___ PROVIDED ENTRIES
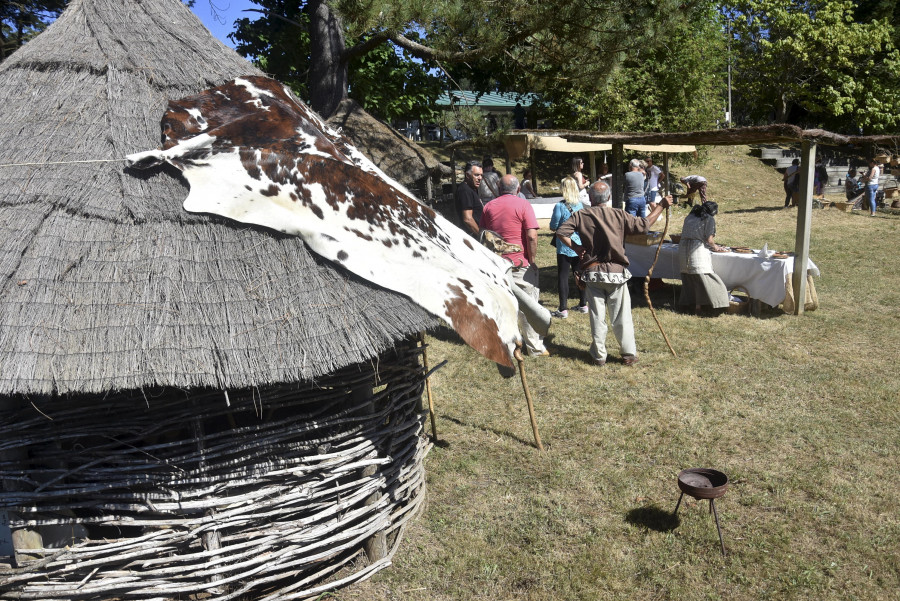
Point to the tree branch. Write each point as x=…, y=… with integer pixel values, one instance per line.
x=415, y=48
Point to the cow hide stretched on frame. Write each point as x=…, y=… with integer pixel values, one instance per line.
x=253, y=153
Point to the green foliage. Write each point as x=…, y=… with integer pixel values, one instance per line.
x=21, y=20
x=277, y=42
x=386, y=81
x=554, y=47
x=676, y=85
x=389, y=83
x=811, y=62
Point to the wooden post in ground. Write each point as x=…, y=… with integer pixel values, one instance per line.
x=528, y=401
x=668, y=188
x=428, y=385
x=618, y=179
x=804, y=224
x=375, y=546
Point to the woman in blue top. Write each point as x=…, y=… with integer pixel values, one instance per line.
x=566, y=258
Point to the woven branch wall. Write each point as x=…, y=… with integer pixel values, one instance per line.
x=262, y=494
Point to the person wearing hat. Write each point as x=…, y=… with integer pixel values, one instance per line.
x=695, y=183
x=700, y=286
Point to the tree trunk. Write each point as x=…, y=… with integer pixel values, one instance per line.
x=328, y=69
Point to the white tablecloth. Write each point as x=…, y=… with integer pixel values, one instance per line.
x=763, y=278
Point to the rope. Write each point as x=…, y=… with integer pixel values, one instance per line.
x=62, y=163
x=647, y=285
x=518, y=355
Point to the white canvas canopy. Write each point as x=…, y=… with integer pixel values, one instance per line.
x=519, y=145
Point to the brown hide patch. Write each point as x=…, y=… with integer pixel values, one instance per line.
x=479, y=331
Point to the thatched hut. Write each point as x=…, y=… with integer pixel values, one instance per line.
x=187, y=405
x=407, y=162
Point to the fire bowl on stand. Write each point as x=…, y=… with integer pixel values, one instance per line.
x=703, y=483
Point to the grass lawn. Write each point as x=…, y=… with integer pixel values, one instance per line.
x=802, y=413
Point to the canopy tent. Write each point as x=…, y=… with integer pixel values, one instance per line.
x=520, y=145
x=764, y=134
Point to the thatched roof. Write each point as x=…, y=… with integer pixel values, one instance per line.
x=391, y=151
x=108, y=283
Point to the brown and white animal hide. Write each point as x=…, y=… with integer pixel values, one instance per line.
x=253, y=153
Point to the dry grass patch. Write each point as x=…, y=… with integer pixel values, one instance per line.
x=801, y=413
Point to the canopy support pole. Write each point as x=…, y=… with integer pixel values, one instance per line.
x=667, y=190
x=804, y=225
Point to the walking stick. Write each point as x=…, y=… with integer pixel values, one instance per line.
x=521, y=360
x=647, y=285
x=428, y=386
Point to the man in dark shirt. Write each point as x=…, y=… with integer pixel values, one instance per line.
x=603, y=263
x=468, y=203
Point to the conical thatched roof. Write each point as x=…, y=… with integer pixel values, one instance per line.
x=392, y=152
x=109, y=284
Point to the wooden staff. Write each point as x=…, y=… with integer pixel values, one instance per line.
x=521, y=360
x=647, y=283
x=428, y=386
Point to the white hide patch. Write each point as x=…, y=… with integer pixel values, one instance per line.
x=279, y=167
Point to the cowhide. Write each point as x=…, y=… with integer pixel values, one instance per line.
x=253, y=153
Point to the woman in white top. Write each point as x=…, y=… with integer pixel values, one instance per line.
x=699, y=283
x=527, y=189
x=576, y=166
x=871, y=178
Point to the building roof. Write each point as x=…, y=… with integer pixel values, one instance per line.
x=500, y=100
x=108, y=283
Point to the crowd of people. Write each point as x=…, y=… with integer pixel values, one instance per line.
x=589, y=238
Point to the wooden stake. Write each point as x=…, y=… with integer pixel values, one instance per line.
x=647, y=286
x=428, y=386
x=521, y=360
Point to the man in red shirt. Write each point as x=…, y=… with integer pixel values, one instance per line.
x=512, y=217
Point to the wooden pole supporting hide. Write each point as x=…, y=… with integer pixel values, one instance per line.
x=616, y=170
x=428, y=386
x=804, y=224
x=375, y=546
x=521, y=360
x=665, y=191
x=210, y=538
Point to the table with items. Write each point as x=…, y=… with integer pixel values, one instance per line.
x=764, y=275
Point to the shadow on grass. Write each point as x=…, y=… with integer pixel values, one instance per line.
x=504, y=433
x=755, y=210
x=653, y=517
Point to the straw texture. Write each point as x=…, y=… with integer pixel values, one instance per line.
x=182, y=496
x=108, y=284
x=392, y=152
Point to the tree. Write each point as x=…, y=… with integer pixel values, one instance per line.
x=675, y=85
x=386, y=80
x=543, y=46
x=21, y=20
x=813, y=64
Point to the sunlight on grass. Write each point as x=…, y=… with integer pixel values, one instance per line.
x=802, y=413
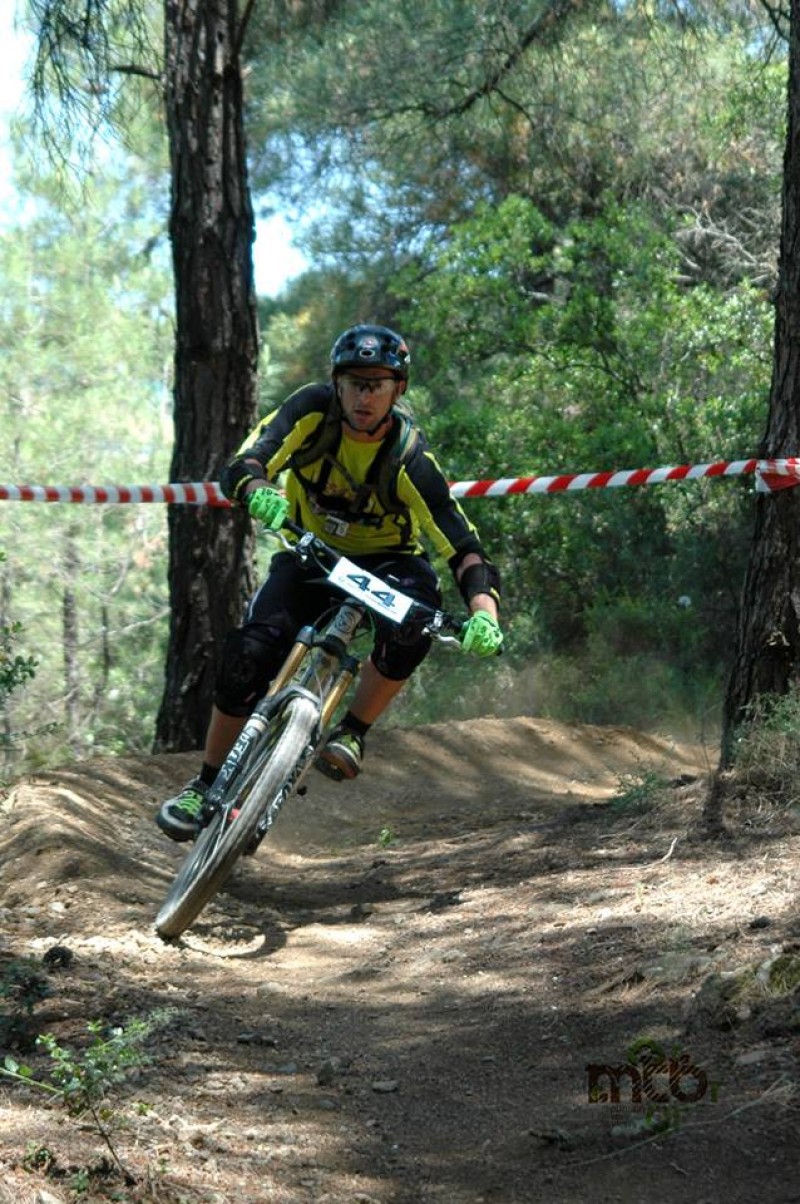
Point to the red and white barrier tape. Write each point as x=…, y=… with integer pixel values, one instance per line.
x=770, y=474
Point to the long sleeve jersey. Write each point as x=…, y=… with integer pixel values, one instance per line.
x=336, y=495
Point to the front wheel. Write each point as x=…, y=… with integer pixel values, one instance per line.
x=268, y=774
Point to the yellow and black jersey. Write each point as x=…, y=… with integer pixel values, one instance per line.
______
WHAT THIS TASK INVOLVES >>
In full and without error, repeat the listing above, omitting its images.

RESPONSE TO THIS EXERCISE >>
Point to the tree branch. Write each point as x=…, y=… with integer pixel values, one instance per line.
x=415, y=48
Point to the cow hide stretched on frame. Write each point as x=…, y=… with integer pixel values, one instance per line.
x=253, y=153
Point to the green foliage. Write each point as x=…, y=… with integer pixel values, one instance per line.
x=21, y=20
x=277, y=42
x=386, y=81
x=554, y=47
x=676, y=85
x=389, y=83
x=811, y=62
Point to the wooden post in ground. Write each point as x=…, y=… with integer pixel values, one instance per line.
x=528, y=401
x=668, y=188
x=428, y=385
x=618, y=179
x=804, y=224
x=375, y=546
Point to the woman in blue top. Write each point as x=…, y=… with integer pixel values, one instance per line.
x=566, y=258
Point to the woven branch wall. Write each point as x=…, y=… with integer pixel values, one instance per line.
x=262, y=494
Point to the person wearing hat. Write each point as x=…, y=… with integer pixel values, one instance per line.
x=695, y=183
x=700, y=286
Point to the tree trunk. Write each point as x=…, y=… with integer pixel values, one instance per line.
x=328, y=69
Point to the white tablecloth. Write each point as x=…, y=… with integer pixel values, one instance per line.
x=763, y=278
Point to the rope. Write each point as x=…, y=… with integer pixel values, one instance per line.
x=62, y=163
x=647, y=285
x=518, y=355
Point to the white canvas canopy. Write each point as x=…, y=… with integer pixel values, one instance per line.
x=519, y=145
Point to the brown hide patch. Write each point as x=…, y=… with integer pixel values, one instance per line.
x=479, y=331
Point to the thatched hut. Write each point as x=…, y=… with integer pixel values, one instance per line.
x=187, y=405
x=407, y=162
Point to the fire bowl on stand. Write each point as x=…, y=… with integer pixel values, one instance per line.
x=703, y=483
Point to the grass lawn. Write each point as x=…, y=… with integer pixel values, one instance per line.
x=802, y=413
Point to the canopy tent. Write each point as x=…, y=… with integer pixel values, one instance per line.
x=520, y=145
x=764, y=134
Point to the thatched roof. Write each point as x=…, y=… with integer pixel values, one instance per line.
x=391, y=151
x=108, y=283
Point to the brown and white animal hide. Write each point as x=…, y=… with integer pixel values, one instance per line.
x=253, y=153
Point to the dry grass patch. Write each point as x=…, y=… with integer pixel values, one instance per line.
x=801, y=413
Point to the canopy support pole. Write each point as x=…, y=… with integer pixel values, one instance per line.
x=667, y=190
x=804, y=225
Point to the walking stick. Write each point as x=…, y=… with integer pixel values, one instance per line.
x=521, y=360
x=647, y=285
x=428, y=386
Point to the man in dark shirt. Write each point as x=…, y=… with integer pixel values, one instance per line.
x=603, y=263
x=468, y=203
Point to the conical thatched roof. Write each point as x=…, y=… with integer pixel values, one instance per line.
x=392, y=152
x=109, y=284
Point to the wooden staff. Write each point as x=…, y=… with integer pixel values, one instance per line.
x=521, y=360
x=647, y=283
x=428, y=386
Point to the white hide patch. Write each point as x=…, y=… with integer pixel values, one instance per line.
x=279, y=167
Point to the cowhide. Write each point as x=…, y=… with integer pixel values, one instance per line.
x=253, y=153
Point to the woman in white top. Write each point as x=…, y=… with integer pixel values, one instance per line.
x=699, y=283
x=527, y=189
x=576, y=166
x=871, y=178
Point to the building roof. Write each point as x=…, y=… with integer pixel values, one instance per line.
x=500, y=100
x=108, y=283
Point to the crowd of people. Write each point as x=…, y=… with integer pixel values, one instance per line.
x=589, y=238
Point to the wooden stake. Write each point as x=…, y=… with integer pixel values, one instance per line.
x=647, y=286
x=428, y=386
x=521, y=360
Point to the man in red shirt. Write each point as x=…, y=… with integer pixel values, one instance per line.
x=512, y=217
Point to the wooden pole supporting hide. Write each point as x=…, y=… with integer pixel values, one instance per line.
x=616, y=170
x=428, y=386
x=804, y=224
x=375, y=546
x=521, y=360
x=665, y=191
x=210, y=538
Point to the table with items. Write each point as x=…, y=… with integer pixel values, one instance per line.
x=764, y=275
Point to the shadow on grass. Write each point as x=…, y=… with integer pixel values, one instance per line.
x=504, y=433
x=755, y=210
x=653, y=517
Point to the straw texture. Write each point as x=…, y=… with integer pixel values, one instance per line.
x=182, y=496
x=108, y=284
x=392, y=152
Point to the tree. Write each point as x=…, y=… with integer pixel values, one instance per line.
x=675, y=85
x=386, y=80
x=543, y=46
x=21, y=20
x=813, y=64
Point to the sunlight on grass. Write each point as x=…, y=… with integer pixel values, one instance per line.
x=802, y=413
Point to the red and white barrier tape. Write each point as x=…, y=… with integer pixel values, one instance per line.
x=770, y=474
Point to the long sleeve jersey. Write each point as x=…, y=… with integer pixel values, one instance per line.
x=336, y=495
Point to the front wheel. Write each point as x=…, y=… with integer pixel values, one instance per line.
x=268, y=774
Point to the yellow and black jersey. Write each point as x=…, y=… with integer pixel values, one instance per line.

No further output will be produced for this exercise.